TEXTO PROPORCIONADO

Tomando la última cerveza en el albergue conocimos a Frank, un cartógrafo taiwanés retirado que llevaba un par de años viajando por China. Cuando Aaron le interrogó sobre su antiguo trabajo (porque Aaron más que preguntar interroga), el hombre nos dijo que no podía dar detalles porque era alto secreto. Esto, sumado a algunas vaguedades e incongruencias en el relato de sus años como estudiante en Estados Unidos (como equivocarse en el nombre de la universidad donde supuestamente se había graduado), nos hizo pensar que lo mismo era un espía o que lo mismo se estaba quedando con nosotros. Qué más daba, pensaba yo, si el tipo pagó dos rondas y encima era simpático, pero Aaron no estaba tan satisfecho
No soy el único con la impresión de que en este país hay mucha gente que miente por el mero placer de hacerlo, como el que se aburre de decir siempre lo mismo y se inventa una historia fantástica por pura diversión. Mi actitud ante esto es dejar que me cuenten lo que quieran y guardarme la opinión sobre si es cierto o no, mientras que la de otros, como Aaron, consiste en hacer lo posible por pillar al embustero. Me pregunto que tipo de escéptico preferirá este tipo de gente, si agradecerán la libertad que les doy para contar las mayores milongas, o si prefieren la emoción de batir su ingenio con un oyente inquisitivo. A lo mejor hay de todo.
A primera hora de la mañana, Aaron y yo cogimos el bus a Zhongdian, una pequeña ciudad cercana a la frontera con el Tíbet, dejando en el alberge a Mark que ya estaba hasta el gorro de carretera.

TAREA A REALIZAR
Prosigue el relato de viaje por China a partir de su última oración, la que cuenta la salida en autobús hacia Zhongdian.

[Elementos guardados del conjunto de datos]

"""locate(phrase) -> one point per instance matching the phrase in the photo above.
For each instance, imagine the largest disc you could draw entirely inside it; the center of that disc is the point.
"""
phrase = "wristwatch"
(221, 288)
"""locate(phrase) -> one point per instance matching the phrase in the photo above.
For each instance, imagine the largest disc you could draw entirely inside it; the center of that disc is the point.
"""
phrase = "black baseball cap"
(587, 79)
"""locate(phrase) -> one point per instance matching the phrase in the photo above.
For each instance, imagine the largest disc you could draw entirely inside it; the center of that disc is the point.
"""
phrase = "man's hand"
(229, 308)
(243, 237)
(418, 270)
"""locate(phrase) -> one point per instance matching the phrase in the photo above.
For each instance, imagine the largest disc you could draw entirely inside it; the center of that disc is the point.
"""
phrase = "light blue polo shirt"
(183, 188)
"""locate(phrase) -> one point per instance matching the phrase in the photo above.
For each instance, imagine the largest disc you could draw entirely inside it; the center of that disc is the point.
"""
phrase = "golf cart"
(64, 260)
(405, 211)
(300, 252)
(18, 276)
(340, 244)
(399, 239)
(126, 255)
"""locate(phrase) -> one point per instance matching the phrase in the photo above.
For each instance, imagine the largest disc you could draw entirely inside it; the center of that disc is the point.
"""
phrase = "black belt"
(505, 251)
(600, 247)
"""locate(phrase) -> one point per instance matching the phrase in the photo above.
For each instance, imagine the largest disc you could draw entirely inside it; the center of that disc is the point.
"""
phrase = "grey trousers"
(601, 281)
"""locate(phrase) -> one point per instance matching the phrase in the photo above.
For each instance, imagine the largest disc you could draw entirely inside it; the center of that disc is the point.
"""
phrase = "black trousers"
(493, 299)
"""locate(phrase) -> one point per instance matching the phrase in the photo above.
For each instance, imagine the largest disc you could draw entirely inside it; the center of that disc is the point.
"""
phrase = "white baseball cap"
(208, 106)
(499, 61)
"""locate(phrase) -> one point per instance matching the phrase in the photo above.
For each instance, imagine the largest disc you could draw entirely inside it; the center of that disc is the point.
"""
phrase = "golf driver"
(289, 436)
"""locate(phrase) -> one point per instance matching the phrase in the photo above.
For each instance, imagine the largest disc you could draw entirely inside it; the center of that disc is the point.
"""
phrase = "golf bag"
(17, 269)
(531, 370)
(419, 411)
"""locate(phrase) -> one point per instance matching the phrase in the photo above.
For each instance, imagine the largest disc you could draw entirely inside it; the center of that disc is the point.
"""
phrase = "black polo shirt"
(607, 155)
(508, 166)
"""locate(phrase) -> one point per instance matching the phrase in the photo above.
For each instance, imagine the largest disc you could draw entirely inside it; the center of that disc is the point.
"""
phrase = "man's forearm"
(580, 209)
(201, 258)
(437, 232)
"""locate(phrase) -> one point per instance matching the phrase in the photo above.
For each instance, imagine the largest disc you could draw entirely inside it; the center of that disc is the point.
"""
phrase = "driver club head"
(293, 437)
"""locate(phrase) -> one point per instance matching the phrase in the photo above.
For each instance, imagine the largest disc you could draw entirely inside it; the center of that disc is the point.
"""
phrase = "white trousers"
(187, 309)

RESULTADO DE LA TAREA
Con el bus, subimos durante horas por una sierra interminable hasta llegar a una luminosa planicie donde vimos las primeras casas de estilo tibetano, con tejados curvos y grandes muros de piedra ligeramente inclinados hacia adentro, así como algunas diminutas aldeas de casas de madera. También vimos unas grandes plataformas hechas con troncos que se usan para secar las pieles de los búfalos, unas chimeneas blancas decoradas con banderines de colores que supongo que eran hornos crematorios, y, poco antes de llegar a la ciudad, un grupo de monjes tibetanos jugando al baloncesto en la cancha de un colegio.
Aunque todavía se la conoce como Zhongdian, la ciudad cambió su nombre en 2002 por el de Shangri-La, el paradisíaco lugar imaginario de los Himalayas del que habla James Hilton en su novela Horizontes perdidos (1933). Como los turistas somos así de borregos, el cambio supuso un importante aumento de las visitas, o por lo menos eso dicen.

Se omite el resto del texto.